(Records)
— Begin —

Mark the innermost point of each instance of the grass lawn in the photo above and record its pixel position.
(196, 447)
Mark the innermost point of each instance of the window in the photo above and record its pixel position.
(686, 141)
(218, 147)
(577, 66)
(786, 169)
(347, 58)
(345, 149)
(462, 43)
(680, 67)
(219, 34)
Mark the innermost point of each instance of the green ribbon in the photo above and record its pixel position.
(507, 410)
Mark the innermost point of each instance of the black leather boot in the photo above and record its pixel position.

— End —

→ What you should do
Write out every line of the entries above again, including the text lines. Multiply each coordinate in the answers by 0.65 and round it to a whole number, rounding halves up.

→ Response to this exercise
Mark the innermost point of each instance of the grass lawn in the photo above and record its pixel position.
(127, 291)
Mark the innermost point of each instance of the window in the photo above and record its pixel position.
(446, 92)
(142, 96)
(375, 43)
(511, 110)
(226, 38)
(224, 97)
(300, 28)
(442, 44)
(142, 22)
Mark the innermost point of each instance of the green ribbon in the photo above and record its pixel position.
(330, 267)
Mark the innermost point of each instance of the black leather boot in the photo above and record its pixel position.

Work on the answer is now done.